Zeilen zur Formbeschriftung:
::::::

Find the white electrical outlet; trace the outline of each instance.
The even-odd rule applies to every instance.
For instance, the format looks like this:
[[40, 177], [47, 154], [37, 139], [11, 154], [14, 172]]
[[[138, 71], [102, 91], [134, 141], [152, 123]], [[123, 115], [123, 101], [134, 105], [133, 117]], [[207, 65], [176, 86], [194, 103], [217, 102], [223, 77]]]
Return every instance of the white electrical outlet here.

::::::

_AUFGABENBESCHREIBUNG_
Gib den Abschnitt, der mit dem Beginn der Zeilen anfängt und mit der Zeile mit „102], [223, 77]]]“ endet, unverändert wieder, beide Enden eingeschlossen.

_ERLEDIGTE AUFGABE_
Find the white electrical outlet; trace the outline of each instance.
The even-odd rule applies to every instance.
For instance, the format looks like this:
[[40, 177], [47, 154], [37, 139], [11, 154], [14, 172]]
[[[138, 71], [102, 91], [134, 141], [152, 123]], [[123, 115], [123, 101], [134, 105], [133, 117]], [[207, 65], [176, 86], [194, 103], [217, 102], [223, 77]]]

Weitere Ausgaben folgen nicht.